# EXERCISE INSTRUCTIONS
The finished copy must match the records exactly, except that it contains no pictures.

DATA FOR THE TASK section start

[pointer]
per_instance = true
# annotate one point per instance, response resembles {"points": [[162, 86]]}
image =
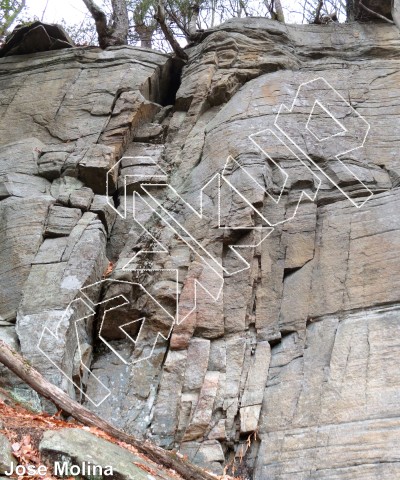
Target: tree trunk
{"points": [[192, 27], [168, 33], [17, 364], [111, 33], [145, 34], [279, 11], [120, 22]]}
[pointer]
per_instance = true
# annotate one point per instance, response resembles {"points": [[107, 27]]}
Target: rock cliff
{"points": [[202, 266]]}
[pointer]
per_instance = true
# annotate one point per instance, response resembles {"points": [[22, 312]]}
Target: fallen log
{"points": [[21, 367]]}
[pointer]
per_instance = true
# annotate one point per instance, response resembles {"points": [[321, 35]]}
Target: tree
{"points": [[144, 22], [113, 31], [21, 367], [10, 10]]}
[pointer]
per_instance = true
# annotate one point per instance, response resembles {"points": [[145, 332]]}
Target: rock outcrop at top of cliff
{"points": [[278, 356]]}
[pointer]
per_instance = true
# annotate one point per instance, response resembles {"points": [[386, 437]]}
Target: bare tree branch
{"points": [[17, 364]]}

DATA FOR THE TASK section end

# EXPECTED ANSWER
[pointer]
per_instance = true
# annotate one point per instance, response resembles {"points": [[162, 86]]}
image =
Target: tree trunk
{"points": [[192, 27], [168, 33], [17, 364], [111, 33], [145, 34], [279, 11], [120, 22]]}
[pointer]
per_instance = true
# annotate one point per instance, response resembles {"points": [[107, 27]]}
Target: rock cliff
{"points": [[202, 266]]}
[pointer]
per_instance = true
# annotate one point per instance, response resembles {"points": [[22, 312]]}
Target: fallen log
{"points": [[21, 367]]}
[pointer]
per_instance = true
# annotate one point per instance, response resembles {"points": [[321, 35]]}
Target: tree
{"points": [[144, 22], [113, 31], [21, 367], [10, 10]]}
[pointer]
per_instance = true
# annotate one point per instance, response resembles {"points": [[145, 332]]}
Target: rock outcrop at top of cliff
{"points": [[278, 356]]}
[pointer]
per_instance = true
# annotate one point per instance, response resembles {"points": [[386, 437]]}
Target: bare tree branch
{"points": [[17, 364]]}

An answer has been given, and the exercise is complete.